To do -
1. Copy out word for word the part of the CERCLA discussion transcript from "Corbin Barthold:  That" up to and including "so we'll see.".
2. In the CERCLA discussion transcript, what does Corbin Barthold say would be very striking?
3. Continue the CERCLA discussion transcript from the point where it stops.

Corbin Barthold:  That could be. I, for one, am satisfied that if Montana wants to say a supervisory writ as an original controversy, that goes so then the landowners jurisdictional issue goes away. But nobody's asking me write on it, so we'll see.


Jonathan Wood:  And yeah, I think the Court could go that direction without saying that we could never review an issue like that. They might simply dig it and say, "We’ll look at it when we have an actual remedy."


Corbin Barthold:  It would be pretty rough on all the parties and everybody if 113 becomes a big deal in the opinion. If only because it's really complicated. It's not an easy issue. You have a rule that says, "A rising under CERCLA equals federal courts." And you have arguments about what that means. And then you have an exception to that rule that says, "Challenges to remedial actions, except if there's diversity jurisdiction." And how does that inform the rule? Does it inform the rule? What does challenge even mean? The landowners don't go quietly into the night. That means the kind of remedies that they're looking for, here -- there are just worlds within that dispute, all by itself, in this case. And so for that to be dispositive with no discussion at oral argument would be very striking.

Extracted data -
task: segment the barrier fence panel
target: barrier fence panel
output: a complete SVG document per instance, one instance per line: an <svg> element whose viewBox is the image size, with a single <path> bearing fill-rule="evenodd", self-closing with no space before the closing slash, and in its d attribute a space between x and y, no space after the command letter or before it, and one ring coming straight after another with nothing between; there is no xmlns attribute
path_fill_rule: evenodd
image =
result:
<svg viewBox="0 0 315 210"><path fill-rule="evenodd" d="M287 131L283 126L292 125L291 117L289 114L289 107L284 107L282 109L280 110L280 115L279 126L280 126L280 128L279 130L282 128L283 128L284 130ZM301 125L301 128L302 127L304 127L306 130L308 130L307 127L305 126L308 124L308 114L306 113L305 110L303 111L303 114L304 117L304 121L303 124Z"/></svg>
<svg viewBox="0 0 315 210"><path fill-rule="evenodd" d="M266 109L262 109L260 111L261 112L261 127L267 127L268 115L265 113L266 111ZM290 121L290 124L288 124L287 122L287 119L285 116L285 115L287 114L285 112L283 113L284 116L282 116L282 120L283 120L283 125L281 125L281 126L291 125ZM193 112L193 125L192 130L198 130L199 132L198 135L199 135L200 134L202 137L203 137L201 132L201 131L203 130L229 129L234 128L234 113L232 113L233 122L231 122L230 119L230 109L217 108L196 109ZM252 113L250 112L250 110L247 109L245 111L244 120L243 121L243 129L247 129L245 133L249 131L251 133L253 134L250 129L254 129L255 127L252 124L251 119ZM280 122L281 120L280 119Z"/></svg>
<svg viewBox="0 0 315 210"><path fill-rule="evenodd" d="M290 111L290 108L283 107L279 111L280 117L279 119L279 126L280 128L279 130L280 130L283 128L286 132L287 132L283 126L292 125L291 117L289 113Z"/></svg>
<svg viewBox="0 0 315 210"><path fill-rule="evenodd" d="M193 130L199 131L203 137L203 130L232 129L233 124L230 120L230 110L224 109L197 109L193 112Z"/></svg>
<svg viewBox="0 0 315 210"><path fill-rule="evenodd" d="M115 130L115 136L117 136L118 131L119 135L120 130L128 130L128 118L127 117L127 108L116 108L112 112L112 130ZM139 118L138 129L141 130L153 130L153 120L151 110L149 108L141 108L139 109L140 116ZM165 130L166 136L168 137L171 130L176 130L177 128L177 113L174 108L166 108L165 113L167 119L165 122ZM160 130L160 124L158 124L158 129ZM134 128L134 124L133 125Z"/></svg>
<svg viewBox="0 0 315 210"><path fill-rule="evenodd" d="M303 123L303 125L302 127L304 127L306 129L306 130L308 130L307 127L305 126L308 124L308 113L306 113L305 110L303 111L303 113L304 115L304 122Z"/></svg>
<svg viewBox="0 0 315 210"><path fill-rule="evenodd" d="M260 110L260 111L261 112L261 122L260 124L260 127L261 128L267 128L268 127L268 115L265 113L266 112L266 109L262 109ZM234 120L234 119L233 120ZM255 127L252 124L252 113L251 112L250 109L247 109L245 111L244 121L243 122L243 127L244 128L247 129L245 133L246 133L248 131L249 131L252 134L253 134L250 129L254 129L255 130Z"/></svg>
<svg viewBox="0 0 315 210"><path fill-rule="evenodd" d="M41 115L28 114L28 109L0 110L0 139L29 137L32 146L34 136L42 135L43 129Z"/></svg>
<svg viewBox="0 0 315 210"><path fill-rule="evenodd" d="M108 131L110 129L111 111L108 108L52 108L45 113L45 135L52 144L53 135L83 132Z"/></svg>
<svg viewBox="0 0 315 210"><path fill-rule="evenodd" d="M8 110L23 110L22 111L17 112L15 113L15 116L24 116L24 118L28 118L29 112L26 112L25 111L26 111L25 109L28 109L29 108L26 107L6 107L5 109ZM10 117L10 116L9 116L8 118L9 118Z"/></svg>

Answers to the exercise -
1.
Corbin Barthold:  That could be. I, for one, am satisfied that if Montana wants to say a supervisory writ as an original controversy, that goes so then the landowners jurisdictional issue goes away. But nobody's asking me write on it, so we'll see.

2. For the 113 issue to be dispositive with no discussion at oral argument.

3.
Jonathan Wood:  And it's another example where the complexity of the statute probably makes that argument more difficult, too, because if you look at the challenge language in isolation, I think ARCO's argument's pretty strong. But then when you look at it in a context of a broader position saying federal courts get to review claims under CERCLA, then it doesn't necessarily seem as broad. So it goes back to Kagan's questions about 122 being in the settlement provision. To what extent does the context where these provisions are located effect how they're interpreted?


Corbin Barthold:  Absolutely. And I think we can all agree on Thurgood Marshall's comment that CERCLA's not a model of legislative craftsmanship.


Jonathan Wood:  Is there an argument for making the ruling as just chaotic as possible to force Congress to come back to the drawing board?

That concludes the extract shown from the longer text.